## WHAT IS EXPECTED
In the listing below, locate the line containing "Would you mind picking out the standing"; reproduce that line and all lines that follow it, unchanged.

## RECORDS SUPPLIED
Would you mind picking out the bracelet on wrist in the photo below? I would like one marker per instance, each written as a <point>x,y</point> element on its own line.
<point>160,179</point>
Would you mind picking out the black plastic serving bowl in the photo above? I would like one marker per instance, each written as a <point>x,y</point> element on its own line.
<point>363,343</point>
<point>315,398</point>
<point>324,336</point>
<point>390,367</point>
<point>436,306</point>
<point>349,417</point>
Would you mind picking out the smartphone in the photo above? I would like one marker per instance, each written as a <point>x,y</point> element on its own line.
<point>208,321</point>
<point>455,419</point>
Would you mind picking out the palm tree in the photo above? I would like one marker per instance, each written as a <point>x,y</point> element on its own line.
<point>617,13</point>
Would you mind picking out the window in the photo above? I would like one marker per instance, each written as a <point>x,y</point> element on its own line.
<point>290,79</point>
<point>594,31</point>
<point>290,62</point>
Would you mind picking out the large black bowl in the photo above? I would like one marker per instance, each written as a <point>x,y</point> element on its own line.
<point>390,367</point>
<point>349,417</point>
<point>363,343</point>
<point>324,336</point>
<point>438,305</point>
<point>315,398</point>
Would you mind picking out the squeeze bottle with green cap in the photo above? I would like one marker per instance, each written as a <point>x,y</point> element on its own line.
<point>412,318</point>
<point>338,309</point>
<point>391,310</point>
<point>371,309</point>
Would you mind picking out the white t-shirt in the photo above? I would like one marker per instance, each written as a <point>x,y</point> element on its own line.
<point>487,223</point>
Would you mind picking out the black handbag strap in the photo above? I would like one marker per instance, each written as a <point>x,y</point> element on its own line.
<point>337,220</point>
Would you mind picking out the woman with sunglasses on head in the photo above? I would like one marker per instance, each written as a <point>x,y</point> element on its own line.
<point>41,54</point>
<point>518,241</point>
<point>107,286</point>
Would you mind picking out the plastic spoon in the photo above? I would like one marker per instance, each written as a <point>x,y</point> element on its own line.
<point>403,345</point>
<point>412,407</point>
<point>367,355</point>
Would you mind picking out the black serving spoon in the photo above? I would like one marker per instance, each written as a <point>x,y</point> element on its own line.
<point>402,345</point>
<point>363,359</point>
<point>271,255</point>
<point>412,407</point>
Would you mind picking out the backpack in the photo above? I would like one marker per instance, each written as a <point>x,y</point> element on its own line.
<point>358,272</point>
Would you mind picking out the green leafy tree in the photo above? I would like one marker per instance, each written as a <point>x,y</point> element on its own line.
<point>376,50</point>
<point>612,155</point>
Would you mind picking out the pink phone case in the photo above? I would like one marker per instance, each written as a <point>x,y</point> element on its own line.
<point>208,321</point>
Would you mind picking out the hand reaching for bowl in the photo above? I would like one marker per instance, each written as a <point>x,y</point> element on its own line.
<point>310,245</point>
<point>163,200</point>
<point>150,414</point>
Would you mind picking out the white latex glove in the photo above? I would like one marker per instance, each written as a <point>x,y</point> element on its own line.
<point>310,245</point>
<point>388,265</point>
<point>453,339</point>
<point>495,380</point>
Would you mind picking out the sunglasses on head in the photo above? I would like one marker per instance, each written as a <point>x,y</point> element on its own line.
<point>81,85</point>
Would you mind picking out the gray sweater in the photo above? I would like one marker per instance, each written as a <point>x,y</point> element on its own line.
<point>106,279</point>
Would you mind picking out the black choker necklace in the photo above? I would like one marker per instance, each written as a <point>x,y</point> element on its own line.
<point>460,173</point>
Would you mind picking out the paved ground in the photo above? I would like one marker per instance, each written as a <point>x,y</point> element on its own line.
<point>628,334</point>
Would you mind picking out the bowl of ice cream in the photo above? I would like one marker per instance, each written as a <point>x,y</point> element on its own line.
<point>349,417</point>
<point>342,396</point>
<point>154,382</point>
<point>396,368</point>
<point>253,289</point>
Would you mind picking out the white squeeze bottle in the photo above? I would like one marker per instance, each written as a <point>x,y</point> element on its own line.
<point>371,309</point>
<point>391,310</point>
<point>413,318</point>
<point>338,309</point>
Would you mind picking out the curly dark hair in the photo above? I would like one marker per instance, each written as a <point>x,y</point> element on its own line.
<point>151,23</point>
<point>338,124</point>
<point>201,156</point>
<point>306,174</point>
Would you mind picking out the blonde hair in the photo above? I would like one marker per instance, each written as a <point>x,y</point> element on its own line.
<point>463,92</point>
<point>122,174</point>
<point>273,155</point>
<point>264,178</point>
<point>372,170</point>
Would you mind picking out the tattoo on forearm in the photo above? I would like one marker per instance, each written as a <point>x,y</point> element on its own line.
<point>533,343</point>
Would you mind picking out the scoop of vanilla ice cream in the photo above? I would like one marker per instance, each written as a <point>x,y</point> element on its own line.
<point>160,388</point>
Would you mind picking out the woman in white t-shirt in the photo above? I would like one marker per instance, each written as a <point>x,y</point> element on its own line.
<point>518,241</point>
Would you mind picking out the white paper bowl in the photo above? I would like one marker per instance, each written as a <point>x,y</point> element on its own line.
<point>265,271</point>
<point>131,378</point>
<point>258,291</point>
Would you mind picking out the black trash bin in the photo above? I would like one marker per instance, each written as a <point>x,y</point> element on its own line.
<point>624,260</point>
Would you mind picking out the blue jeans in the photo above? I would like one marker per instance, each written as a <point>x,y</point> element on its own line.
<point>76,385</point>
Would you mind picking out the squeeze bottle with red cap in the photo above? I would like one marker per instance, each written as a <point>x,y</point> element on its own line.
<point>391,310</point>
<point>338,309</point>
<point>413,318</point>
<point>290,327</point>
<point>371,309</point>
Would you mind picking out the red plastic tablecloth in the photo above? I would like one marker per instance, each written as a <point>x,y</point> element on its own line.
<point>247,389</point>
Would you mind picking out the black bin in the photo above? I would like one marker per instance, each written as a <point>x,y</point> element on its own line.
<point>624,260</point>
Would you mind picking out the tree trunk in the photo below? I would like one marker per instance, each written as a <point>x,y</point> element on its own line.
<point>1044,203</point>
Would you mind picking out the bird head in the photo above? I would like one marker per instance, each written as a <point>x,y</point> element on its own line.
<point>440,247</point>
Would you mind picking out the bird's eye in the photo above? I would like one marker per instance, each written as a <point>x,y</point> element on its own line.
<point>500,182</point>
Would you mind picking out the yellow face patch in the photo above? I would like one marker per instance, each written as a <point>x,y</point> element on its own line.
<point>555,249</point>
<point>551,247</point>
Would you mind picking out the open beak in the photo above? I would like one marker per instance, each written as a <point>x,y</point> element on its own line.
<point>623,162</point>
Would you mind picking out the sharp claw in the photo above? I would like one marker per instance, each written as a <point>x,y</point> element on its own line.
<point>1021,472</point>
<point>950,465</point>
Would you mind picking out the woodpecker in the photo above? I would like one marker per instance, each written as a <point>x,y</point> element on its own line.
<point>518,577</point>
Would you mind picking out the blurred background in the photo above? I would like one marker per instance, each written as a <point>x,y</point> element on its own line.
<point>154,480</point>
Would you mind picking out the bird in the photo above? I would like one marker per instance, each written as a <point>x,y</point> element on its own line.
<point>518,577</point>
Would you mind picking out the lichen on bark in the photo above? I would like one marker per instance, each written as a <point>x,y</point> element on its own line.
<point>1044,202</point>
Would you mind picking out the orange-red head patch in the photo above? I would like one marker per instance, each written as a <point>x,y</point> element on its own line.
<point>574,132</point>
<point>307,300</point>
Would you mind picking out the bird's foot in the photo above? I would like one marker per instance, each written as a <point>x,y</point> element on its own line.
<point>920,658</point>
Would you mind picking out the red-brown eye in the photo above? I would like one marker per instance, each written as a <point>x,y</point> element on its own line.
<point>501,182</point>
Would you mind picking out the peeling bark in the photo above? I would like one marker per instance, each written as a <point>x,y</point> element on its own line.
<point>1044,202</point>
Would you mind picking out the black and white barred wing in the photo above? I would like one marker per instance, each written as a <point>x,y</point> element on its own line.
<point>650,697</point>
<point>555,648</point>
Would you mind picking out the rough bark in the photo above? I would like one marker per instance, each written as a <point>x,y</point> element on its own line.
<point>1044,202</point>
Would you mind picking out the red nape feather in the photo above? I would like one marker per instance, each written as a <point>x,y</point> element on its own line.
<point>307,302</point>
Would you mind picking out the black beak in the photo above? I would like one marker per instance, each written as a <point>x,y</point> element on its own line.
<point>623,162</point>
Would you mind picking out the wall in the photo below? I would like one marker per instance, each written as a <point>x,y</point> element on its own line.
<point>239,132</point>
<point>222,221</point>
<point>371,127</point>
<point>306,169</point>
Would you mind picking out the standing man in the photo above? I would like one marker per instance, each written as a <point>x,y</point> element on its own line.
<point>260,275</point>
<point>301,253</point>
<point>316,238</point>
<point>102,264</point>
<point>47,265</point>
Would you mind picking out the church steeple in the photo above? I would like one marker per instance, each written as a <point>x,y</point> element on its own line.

## SOLUTION TO THE PROBLEM
Would you mind picking out the standing man in the photo above? I would like one marker per instance, each written as a <point>x,y</point> element on its own line.
<point>260,275</point>
<point>301,253</point>
<point>316,238</point>
<point>102,264</point>
<point>47,265</point>
Would you mind picking out the church steeple in the photo above? I would like one marker per instance, each written as a <point>x,y</point> element on its own line.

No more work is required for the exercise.